## What you need to do
The data that follows is to be copied exactly, with each image removed.

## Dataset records

>>>>

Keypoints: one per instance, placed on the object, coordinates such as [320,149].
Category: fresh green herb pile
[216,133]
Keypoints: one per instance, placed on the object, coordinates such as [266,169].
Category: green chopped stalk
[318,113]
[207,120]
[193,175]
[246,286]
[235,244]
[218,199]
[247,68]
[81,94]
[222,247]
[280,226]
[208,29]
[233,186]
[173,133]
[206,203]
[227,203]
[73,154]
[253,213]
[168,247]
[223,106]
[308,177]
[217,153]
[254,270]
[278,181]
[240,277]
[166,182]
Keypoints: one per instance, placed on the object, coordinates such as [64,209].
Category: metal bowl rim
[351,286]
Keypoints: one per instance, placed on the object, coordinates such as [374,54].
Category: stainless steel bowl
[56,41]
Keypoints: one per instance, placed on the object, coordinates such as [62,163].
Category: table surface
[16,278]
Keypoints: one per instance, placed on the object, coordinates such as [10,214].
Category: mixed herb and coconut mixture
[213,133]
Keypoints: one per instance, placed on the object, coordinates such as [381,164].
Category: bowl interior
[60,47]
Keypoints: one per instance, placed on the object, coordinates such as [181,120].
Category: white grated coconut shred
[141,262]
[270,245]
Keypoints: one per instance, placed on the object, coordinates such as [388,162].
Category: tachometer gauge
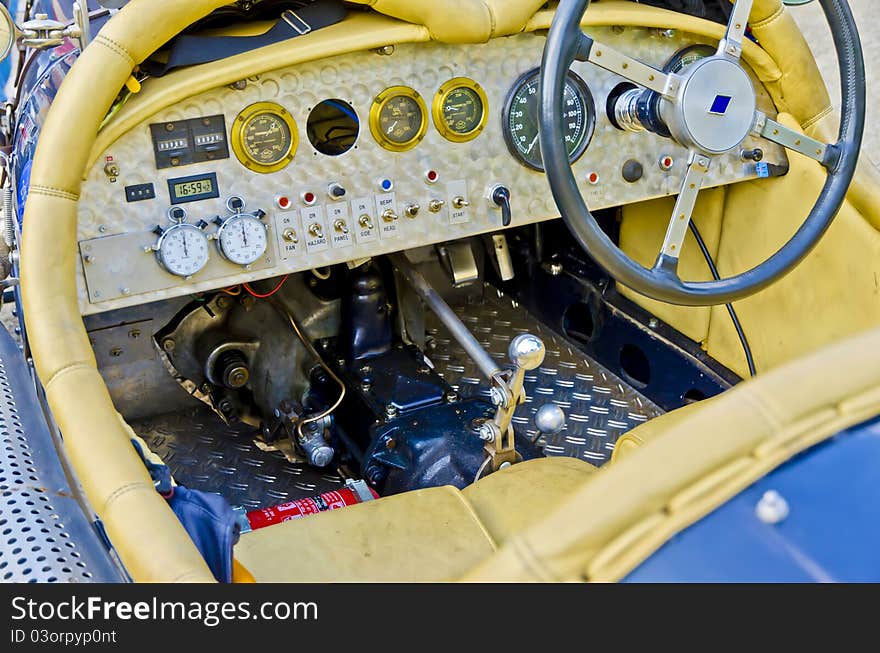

<<<<

## Response for this exercise
Keypoints: one per instance, placed on the object, coordinates such as [320,149].
Category: fresh green herb pile
[216,133]
Keypoints: one per instance, placed on the object, coordinates such as [266,169].
Category: green chopped stalk
[318,113]
[207,120]
[193,175]
[246,286]
[235,244]
[218,199]
[247,68]
[81,94]
[222,247]
[280,226]
[208,29]
[233,186]
[173,133]
[206,203]
[227,203]
[73,154]
[253,213]
[168,247]
[223,106]
[308,177]
[217,153]
[254,270]
[278,181]
[240,277]
[166,182]
Keypoints: one per instance, placed on the object, coordinates such as [64,209].
Category: metal bowl rim
[351,286]
Keypoints: one per instance, placed on the object, coordinates such as [374,54].
Category: stainless steel bowl
[56,41]
Keypoints: one per instance, placed on the object, coordinates such as [62,163].
Category: table surface
[16,278]
Keypoints: one per instance, placed on the object, coordinates such as [10,214].
Category: mixed herb and coconut mixture
[213,133]
Keypoints: one per instance, placed on the object, coordinates such as [381,164].
Category: bowl interior
[60,47]
Keypoints: one per instance, placed on the object, coordinates such as [181,120].
Category: white grated coconut shred
[141,262]
[270,245]
Keypoints: one per instance, placed on the object, coordinates such as [388,162].
Category: tachometer gauge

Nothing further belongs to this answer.